**Set problem**
Please gather and copy every line of the records below that contains the word "wall".
··········
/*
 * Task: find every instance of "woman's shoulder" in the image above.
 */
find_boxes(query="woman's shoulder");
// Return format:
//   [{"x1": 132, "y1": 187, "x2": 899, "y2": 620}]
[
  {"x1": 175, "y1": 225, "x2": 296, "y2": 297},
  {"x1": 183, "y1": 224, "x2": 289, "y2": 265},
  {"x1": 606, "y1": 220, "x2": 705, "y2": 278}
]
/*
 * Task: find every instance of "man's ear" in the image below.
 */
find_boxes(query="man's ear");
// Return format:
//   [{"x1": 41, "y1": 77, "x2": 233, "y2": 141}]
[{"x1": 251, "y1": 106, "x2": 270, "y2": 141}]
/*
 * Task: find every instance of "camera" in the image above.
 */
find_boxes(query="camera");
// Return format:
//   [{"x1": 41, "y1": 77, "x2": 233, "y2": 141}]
··········
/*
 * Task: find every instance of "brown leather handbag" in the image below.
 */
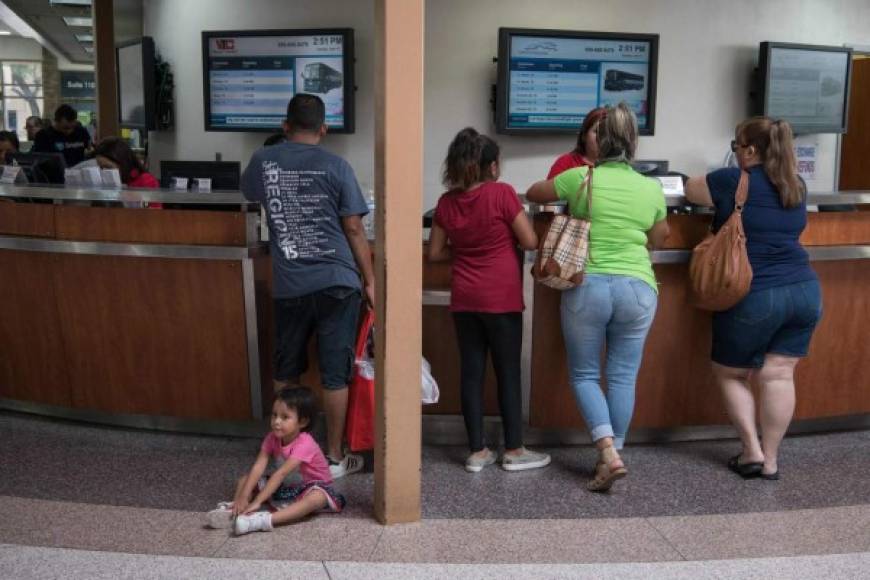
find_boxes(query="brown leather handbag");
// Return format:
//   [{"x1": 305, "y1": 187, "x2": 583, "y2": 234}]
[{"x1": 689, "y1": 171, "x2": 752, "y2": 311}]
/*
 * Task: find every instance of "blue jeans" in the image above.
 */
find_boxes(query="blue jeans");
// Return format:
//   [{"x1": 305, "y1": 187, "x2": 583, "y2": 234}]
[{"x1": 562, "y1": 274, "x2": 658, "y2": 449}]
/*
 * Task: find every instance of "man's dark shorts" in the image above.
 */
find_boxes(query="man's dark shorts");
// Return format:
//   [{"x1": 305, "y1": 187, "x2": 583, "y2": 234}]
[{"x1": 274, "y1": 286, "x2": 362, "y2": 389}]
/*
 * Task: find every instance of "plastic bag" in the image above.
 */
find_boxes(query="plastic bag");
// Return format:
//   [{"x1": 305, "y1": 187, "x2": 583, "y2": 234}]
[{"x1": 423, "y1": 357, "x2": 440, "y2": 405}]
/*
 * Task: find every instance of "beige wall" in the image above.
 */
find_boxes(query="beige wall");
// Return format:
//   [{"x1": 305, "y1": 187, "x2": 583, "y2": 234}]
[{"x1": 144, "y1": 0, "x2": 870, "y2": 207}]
··········
**Result for this task**
 * Task: find every instance of "beige wall" in the image above.
find_boxes(query="beige wall");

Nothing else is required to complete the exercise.